■ Task goal:
Reproduce the entries below word for word, keeping every line and character unchanged.

■ Excerpted data:
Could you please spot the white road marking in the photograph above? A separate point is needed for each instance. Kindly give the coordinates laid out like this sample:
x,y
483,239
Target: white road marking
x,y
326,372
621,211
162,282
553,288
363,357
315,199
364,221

■ Answer to the problem:
Could you please spot the white road marking in the photograph above? A separate point is needed for each instance. Kindly give the coordinates laid out like this sample:
x,y
483,239
Target: white road marking
x,y
326,372
621,211
162,282
553,288
363,357
315,199
364,221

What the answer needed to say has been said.